▶ **Given task**
Please locate every line in the records below that contains the string "stadium", matching case exactly, and copy each of those lines.

▶ **Data to process**
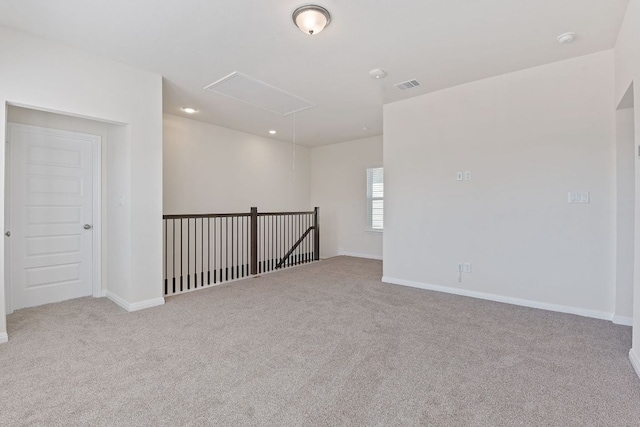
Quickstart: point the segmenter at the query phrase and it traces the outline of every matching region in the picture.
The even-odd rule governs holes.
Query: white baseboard
[[[538,308],[541,310],[556,311],[559,313],[575,314],[577,316],[592,317],[594,319],[613,320],[613,314],[605,311],[587,310],[578,307],[570,307],[565,305],[548,304],[544,302],[531,301],[520,298],[505,297],[502,295],[487,294],[484,292],[469,291],[466,289],[451,288],[448,286],[430,285],[427,283],[413,282],[410,280],[396,279],[394,277],[384,276],[383,282],[394,285],[409,286],[412,288],[426,289],[429,291],[444,292],[447,294],[461,295],[471,298],[479,298],[489,301],[503,302],[506,304],[520,305],[522,307]]]
[[[612,321],[616,325],[633,326],[633,317],[614,315]]]
[[[338,252],[338,256],[352,256],[354,258],[377,259],[377,260],[382,261],[382,255],[361,254],[361,253],[358,253],[358,252],[340,251],[340,252]]]
[[[631,360],[631,366],[636,370],[636,374],[640,377],[640,357],[633,349],[629,350],[629,360]]]
[[[107,298],[109,298],[111,301],[115,302],[120,307],[124,308],[129,312],[143,310],[145,308],[156,307],[164,304],[164,298],[154,298],[146,301],[130,303],[110,291],[107,291]]]

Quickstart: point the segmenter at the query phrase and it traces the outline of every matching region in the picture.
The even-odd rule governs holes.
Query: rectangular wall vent
[[[406,82],[398,83],[397,85],[395,85],[395,87],[400,90],[412,89],[416,86],[420,86],[420,82],[416,79],[407,80]]]
[[[306,99],[237,71],[211,83],[205,87],[205,90],[246,102],[283,116],[316,106]]]

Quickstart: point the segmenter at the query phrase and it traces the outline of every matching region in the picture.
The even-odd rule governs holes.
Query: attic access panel
[[[205,90],[287,116],[313,108],[316,105],[306,99],[268,85],[260,80],[234,71],[220,80],[205,86]]]

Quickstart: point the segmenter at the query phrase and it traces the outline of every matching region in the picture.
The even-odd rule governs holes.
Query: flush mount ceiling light
[[[307,4],[293,11],[293,22],[310,36],[318,34],[331,22],[331,14],[322,6]]]
[[[374,68],[373,70],[369,71],[369,77],[371,77],[372,79],[381,79],[386,75],[387,72],[381,68]]]
[[[571,43],[576,39],[576,33],[562,33],[558,36],[558,43]]]

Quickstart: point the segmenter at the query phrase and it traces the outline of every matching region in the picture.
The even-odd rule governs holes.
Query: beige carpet
[[[640,425],[631,328],[380,277],[338,257],[136,313],[17,311],[0,425]]]

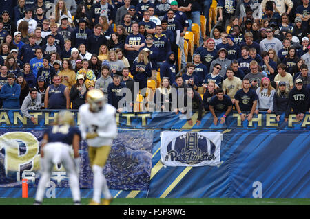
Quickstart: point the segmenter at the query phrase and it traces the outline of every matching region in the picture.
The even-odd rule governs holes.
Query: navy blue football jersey
[[[61,142],[68,145],[72,144],[74,134],[81,137],[81,132],[78,128],[69,125],[55,125],[49,128],[45,132],[48,136],[48,142]]]

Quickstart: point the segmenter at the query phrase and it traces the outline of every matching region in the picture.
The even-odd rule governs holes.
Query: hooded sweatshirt
[[[31,98],[30,93],[29,93],[21,105],[21,113],[27,118],[30,119],[32,115],[28,113],[29,111],[37,111],[41,108],[41,94],[38,93],[37,95],[36,99]]]

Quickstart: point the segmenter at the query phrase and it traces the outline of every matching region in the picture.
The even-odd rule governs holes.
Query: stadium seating
[[[207,25],[207,20],[205,19],[205,16],[203,15],[200,15],[200,26],[201,26],[201,34],[203,34],[203,38],[205,38],[205,31]]]
[[[192,57],[194,54],[194,34],[191,31],[187,31],[185,35],[184,36],[184,39],[187,40],[188,42],[188,49],[191,54]]]
[[[200,37],[200,27],[198,23],[192,24],[192,32],[194,34],[194,44],[199,47],[199,39]]]
[[[216,3],[216,0],[213,0],[209,13],[209,30],[210,32],[211,30],[212,30],[212,21],[214,21],[214,23],[216,23],[218,17],[218,11],[216,8],[217,5],[218,3]]]

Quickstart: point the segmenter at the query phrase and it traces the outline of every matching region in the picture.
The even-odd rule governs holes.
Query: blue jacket
[[[21,86],[14,83],[11,87],[8,83],[5,84],[0,92],[0,98],[2,99],[3,108],[20,108],[19,96],[21,95]]]

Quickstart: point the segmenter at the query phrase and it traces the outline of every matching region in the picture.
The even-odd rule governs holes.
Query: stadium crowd
[[[213,3],[0,0],[1,107],[35,122],[28,110],[78,109],[96,88],[122,112],[121,89],[134,102],[134,83],[146,88],[159,73],[154,98],[145,100],[159,98],[159,109],[171,110],[175,88],[192,98],[198,124],[204,110],[216,124],[231,110],[242,120],[259,111],[302,120],[310,113],[309,0],[218,0],[219,22],[200,33],[186,60],[185,34],[201,25],[201,15],[209,27]],[[218,111],[225,112],[220,119]]]

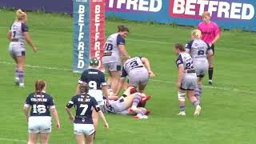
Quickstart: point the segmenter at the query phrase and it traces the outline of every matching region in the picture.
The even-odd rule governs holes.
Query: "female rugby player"
[[[180,113],[178,115],[186,115],[185,113],[185,98],[186,93],[190,102],[195,107],[194,115],[198,116],[200,114],[201,106],[194,97],[194,90],[197,87],[197,75],[193,63],[191,56],[186,53],[183,45],[176,44],[174,46],[174,52],[178,55],[176,65],[178,68],[177,88],[178,90],[178,98],[179,101]]]
[[[54,117],[57,129],[60,128],[58,112],[53,98],[46,93],[46,82],[38,80],[35,82],[35,91],[29,94],[24,104],[24,114],[28,122],[29,142],[28,144],[36,144],[38,137],[41,138],[41,143],[48,143],[51,132],[51,117],[50,111]],[[29,108],[31,106],[30,114]]]
[[[200,96],[202,90],[202,82],[208,69],[207,56],[213,55],[211,47],[201,39],[202,33],[199,30],[194,30],[191,32],[192,41],[186,45],[186,52],[189,53],[194,61],[195,72],[198,77],[198,86],[194,96],[200,103]]]
[[[218,25],[210,21],[210,13],[207,11],[202,14],[202,21],[198,24],[198,30],[202,32],[202,39],[207,42],[210,46],[211,46],[214,54],[214,43],[218,40],[220,37],[221,31]],[[209,84],[213,83],[213,75],[214,75],[214,55],[208,57],[209,62]]]
[[[95,98],[88,95],[89,86],[82,83],[79,86],[80,94],[74,96],[66,106],[66,111],[69,119],[74,122],[74,131],[78,144],[92,144],[94,142],[94,126],[92,118],[93,109],[94,109],[105,123],[105,127],[109,128],[104,114],[97,103]],[[73,117],[70,111],[72,106],[76,108],[76,116]]]
[[[27,15],[21,10],[16,12],[17,20],[10,28],[7,33],[7,38],[10,41],[9,46],[9,53],[16,62],[15,80],[19,87],[24,87],[24,66],[26,62],[25,41],[36,52],[38,49],[32,42],[29,35],[29,28],[27,27]]]
[[[146,58],[122,57],[122,63],[123,64],[123,68],[118,85],[117,94],[118,94],[124,85],[127,76],[129,79],[127,87],[138,87],[138,91],[140,93],[144,93],[150,78],[155,76],[151,70],[150,61]]]
[[[145,103],[150,98],[138,93],[134,86],[130,86],[125,91],[123,96],[109,97],[109,103],[104,103],[102,111],[104,113],[112,113],[117,114],[134,115],[134,118],[147,118],[149,111],[144,107],[138,107],[139,103]]]
[[[126,50],[126,41],[129,29],[124,26],[118,26],[118,32],[111,34],[105,44],[105,51],[102,62],[105,70],[109,73],[108,86],[116,94],[121,75],[121,56],[128,57]]]

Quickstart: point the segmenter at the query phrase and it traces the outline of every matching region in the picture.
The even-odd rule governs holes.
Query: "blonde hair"
[[[202,32],[199,30],[194,30],[191,32],[191,35],[195,38],[201,39],[202,38]]]
[[[21,9],[18,9],[16,11],[16,20],[17,21],[23,20],[26,18],[26,14],[25,12],[23,12]]]
[[[210,14],[208,11],[205,11],[202,14],[202,17],[210,17]]]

▶ **Correct answer**
Query: stadium seating
Query: stadium crowd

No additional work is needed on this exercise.